Instructions to follow
Decide whether each statement below agrees with the passage on natural born citizenship. For each, answer yes or no and quote the exact words from the passage that settle it.
1. The Jay letter refers to both the President and the Commander in Chief.
2. The first American edition of de Vattel, in 1787, contained the term "natural born citizen."
3. The First Congress passed an immigration law in 1790.

Selected extract
2. You said “future Presidents and Commander in Chiefs” but the Jay letter only refers to Commander in Chief. At that time the two offices were not necessarily tied together. Jay didn’t know; he wasn’t at the constitutional convention and their deliberations were kept secret.
3. You said “Jay would have obtained the term “natural born Citizen” from the leading legal treatise of those times, The Law of Nations (1758), but again the term was not in de Vattel when it was translated from French to English in 1759 nor in the first American edition in 1787. The phrase “natural born citizen” did not appear in de Vattel translations until a dozen years after the Constitution was written. The leading legal treatise of the time was Blackstone’s Commentaries, not The Law of Nations.
4. Would you assert that the Massachusetts Acts from 1776-1790 and those of New York (1770) also get their usage from de Vattel? They seem to infer rather strongly that natural born citizenship is equivalent to birth location.
The fact of the matter is that the First Congress passed an immigration law (1790) which allowed the children of two citizens overseas to be “natural born citizens”, an act which would be unnecessary if de Vattel’s book was what defined citizenship since in his view, and according his philosophical treatise The Law of Nations, one citizenship status always f0llows one’s father.

Material supplied
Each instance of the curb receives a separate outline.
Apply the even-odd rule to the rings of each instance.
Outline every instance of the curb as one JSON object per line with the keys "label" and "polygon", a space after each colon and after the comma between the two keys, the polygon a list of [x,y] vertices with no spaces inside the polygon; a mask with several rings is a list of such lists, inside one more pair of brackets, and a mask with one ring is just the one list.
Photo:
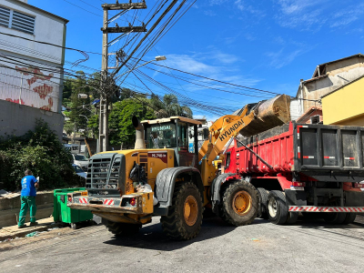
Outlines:
{"label": "curb", "polygon": [[4,240],[9,239],[9,238],[14,239],[15,238],[23,238],[23,237],[25,237],[25,235],[35,232],[35,231],[45,231],[45,230],[47,230],[48,228],[62,227],[63,225],[64,225],[63,222],[57,222],[57,223],[51,223],[49,225],[42,225],[42,226],[40,225],[39,227],[35,227],[31,230],[19,229],[19,231],[15,232],[15,233],[4,235],[4,236],[0,235],[0,241],[4,241]]}

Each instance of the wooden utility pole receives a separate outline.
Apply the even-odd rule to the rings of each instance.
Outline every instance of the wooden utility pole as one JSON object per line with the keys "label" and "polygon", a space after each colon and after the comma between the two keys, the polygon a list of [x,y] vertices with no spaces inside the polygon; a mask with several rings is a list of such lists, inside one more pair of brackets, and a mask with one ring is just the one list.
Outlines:
{"label": "wooden utility pole", "polygon": [[[102,48],[102,66],[101,66],[101,96],[100,96],[100,116],[99,116],[99,136],[98,136],[98,152],[107,151],[108,146],[108,96],[110,87],[109,85],[112,83],[112,79],[109,79],[107,67],[108,67],[108,34],[109,33],[137,33],[147,32],[146,26],[126,26],[126,27],[108,27],[108,24],[111,20],[117,18],[118,15],[113,16],[110,20],[108,19],[109,10],[132,10],[132,9],[145,9],[147,8],[146,2],[143,3],[131,3],[127,4],[104,4],[102,8],[104,10],[104,24],[101,31],[103,32],[103,48]],[[117,67],[118,70],[121,67]]]}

Solution
1. No: "the Jay letter only refers to Commander in Chief"
2. No: "the term was not in de Vattel when it was translated from French to English in 1759 nor in the first American edition in 1787"
3. Yes: "the First Congress passed an immigration law (1790)"